* **How to complete this task**
Give the number of lines in the listing that hold the word "blue". Write nothing but that number.

* **Dataset records**
—————

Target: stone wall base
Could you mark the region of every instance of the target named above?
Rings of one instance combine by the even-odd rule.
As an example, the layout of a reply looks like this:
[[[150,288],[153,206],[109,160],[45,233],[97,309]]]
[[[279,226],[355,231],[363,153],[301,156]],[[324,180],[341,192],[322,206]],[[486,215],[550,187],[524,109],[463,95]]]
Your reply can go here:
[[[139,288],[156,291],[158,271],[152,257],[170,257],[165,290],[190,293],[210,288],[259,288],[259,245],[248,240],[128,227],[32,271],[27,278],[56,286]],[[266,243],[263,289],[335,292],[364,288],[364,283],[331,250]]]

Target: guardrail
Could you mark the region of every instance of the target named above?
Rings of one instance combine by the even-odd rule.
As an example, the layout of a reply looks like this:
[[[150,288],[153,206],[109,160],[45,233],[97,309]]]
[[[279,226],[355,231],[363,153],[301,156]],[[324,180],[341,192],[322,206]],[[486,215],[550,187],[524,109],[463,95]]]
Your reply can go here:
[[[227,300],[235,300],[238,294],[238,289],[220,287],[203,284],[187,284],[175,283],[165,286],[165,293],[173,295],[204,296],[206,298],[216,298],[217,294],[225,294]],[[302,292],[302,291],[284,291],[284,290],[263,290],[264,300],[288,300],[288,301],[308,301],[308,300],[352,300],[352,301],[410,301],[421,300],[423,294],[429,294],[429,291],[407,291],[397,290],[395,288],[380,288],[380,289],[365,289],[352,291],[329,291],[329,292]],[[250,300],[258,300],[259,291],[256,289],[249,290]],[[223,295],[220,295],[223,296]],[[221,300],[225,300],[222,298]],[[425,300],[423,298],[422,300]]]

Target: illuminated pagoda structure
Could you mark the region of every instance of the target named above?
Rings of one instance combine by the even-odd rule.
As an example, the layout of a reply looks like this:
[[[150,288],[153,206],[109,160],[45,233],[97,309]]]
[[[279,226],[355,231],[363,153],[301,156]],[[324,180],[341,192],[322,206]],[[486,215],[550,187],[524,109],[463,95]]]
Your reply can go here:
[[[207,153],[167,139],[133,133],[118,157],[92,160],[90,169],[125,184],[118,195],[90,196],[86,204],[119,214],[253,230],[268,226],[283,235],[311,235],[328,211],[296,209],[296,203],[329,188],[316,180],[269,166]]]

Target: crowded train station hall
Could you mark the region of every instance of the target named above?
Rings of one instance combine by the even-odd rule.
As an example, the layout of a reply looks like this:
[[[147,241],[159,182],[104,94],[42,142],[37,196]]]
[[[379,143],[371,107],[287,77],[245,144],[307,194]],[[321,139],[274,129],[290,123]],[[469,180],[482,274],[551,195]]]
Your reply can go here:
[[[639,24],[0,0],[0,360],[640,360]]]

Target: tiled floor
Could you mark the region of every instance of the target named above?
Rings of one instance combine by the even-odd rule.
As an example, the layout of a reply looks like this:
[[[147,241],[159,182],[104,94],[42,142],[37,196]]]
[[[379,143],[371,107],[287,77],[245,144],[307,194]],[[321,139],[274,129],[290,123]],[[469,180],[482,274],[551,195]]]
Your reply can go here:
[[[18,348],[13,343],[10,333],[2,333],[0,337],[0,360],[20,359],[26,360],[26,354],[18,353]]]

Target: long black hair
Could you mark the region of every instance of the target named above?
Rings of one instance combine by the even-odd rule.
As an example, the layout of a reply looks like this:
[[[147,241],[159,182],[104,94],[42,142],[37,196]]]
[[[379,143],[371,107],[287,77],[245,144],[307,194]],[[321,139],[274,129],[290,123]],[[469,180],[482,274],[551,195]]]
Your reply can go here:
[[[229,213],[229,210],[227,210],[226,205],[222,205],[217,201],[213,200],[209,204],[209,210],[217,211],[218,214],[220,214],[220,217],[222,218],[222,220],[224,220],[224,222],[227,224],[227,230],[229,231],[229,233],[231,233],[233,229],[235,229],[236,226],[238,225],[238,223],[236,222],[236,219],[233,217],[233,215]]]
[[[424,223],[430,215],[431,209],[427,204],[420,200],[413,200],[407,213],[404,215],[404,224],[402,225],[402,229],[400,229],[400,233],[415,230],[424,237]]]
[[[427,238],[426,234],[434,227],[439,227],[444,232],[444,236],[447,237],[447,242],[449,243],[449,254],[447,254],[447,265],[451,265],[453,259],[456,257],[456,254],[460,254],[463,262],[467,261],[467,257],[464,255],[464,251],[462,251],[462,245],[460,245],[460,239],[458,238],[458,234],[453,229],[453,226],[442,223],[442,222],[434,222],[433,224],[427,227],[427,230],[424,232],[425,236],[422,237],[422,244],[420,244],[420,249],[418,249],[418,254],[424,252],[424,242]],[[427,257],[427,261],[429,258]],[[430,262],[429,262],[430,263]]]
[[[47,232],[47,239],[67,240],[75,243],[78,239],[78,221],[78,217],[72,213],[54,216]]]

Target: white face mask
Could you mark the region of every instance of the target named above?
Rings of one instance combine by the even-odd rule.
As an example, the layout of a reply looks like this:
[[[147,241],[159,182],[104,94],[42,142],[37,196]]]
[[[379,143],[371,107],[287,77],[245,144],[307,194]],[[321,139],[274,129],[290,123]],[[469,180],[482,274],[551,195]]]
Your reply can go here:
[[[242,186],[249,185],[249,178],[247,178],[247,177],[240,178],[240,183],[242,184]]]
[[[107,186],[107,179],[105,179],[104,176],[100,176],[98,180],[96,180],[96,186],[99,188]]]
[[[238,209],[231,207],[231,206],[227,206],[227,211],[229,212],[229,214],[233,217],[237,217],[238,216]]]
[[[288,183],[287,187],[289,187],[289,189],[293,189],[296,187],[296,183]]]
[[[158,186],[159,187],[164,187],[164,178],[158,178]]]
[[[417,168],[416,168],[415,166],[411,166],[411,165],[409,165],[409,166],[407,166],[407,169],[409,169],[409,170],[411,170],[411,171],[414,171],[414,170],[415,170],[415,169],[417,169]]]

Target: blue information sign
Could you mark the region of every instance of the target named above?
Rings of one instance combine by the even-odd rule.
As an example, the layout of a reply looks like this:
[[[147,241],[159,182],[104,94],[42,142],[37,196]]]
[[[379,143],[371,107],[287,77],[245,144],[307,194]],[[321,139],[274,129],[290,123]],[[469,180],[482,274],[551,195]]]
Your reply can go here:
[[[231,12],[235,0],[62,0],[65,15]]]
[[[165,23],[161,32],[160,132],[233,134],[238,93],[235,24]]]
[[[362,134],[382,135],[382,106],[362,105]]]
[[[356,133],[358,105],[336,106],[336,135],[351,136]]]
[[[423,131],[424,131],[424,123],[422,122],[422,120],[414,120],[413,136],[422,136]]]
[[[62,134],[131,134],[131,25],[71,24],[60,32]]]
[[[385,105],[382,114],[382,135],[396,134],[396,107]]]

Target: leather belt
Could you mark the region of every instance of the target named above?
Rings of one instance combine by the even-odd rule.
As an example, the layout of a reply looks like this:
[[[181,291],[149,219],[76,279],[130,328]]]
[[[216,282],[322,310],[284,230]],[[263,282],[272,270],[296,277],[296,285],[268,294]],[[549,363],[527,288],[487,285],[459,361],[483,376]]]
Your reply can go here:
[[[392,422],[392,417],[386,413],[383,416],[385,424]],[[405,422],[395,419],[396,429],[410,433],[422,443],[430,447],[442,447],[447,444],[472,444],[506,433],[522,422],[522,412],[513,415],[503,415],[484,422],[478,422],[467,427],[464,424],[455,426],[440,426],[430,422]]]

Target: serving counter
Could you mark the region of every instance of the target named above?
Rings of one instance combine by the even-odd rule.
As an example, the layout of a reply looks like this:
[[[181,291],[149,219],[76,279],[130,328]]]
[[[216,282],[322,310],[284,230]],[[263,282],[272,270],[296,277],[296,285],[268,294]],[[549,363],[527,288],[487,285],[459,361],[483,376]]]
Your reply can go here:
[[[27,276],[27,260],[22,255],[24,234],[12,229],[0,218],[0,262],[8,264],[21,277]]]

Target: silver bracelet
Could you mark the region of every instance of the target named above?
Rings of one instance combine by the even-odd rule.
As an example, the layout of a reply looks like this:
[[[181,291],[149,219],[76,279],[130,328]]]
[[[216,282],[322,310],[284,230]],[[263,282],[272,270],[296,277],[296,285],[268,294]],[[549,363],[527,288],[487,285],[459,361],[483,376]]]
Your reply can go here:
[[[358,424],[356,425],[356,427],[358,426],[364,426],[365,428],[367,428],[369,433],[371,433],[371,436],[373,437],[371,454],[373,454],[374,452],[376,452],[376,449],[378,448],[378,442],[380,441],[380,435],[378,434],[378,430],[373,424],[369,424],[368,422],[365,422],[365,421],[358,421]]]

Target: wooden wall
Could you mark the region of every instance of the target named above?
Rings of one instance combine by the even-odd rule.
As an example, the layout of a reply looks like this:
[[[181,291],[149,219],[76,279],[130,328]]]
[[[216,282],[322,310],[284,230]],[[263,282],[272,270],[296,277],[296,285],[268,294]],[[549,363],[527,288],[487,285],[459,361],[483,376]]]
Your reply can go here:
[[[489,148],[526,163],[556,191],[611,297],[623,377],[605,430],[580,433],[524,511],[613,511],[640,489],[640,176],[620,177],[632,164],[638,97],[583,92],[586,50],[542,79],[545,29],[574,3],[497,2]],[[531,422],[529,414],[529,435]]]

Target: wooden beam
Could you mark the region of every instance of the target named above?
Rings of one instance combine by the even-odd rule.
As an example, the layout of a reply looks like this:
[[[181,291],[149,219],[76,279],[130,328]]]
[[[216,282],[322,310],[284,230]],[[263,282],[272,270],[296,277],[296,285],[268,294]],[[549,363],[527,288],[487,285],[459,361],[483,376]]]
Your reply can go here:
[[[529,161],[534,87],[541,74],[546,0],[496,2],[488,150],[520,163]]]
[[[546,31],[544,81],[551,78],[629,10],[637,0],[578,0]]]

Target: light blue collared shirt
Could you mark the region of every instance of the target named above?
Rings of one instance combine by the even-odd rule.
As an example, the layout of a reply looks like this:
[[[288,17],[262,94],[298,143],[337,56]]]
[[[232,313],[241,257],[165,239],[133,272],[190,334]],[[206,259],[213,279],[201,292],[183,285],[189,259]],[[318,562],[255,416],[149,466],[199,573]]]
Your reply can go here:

—————

* **Exercise output**
2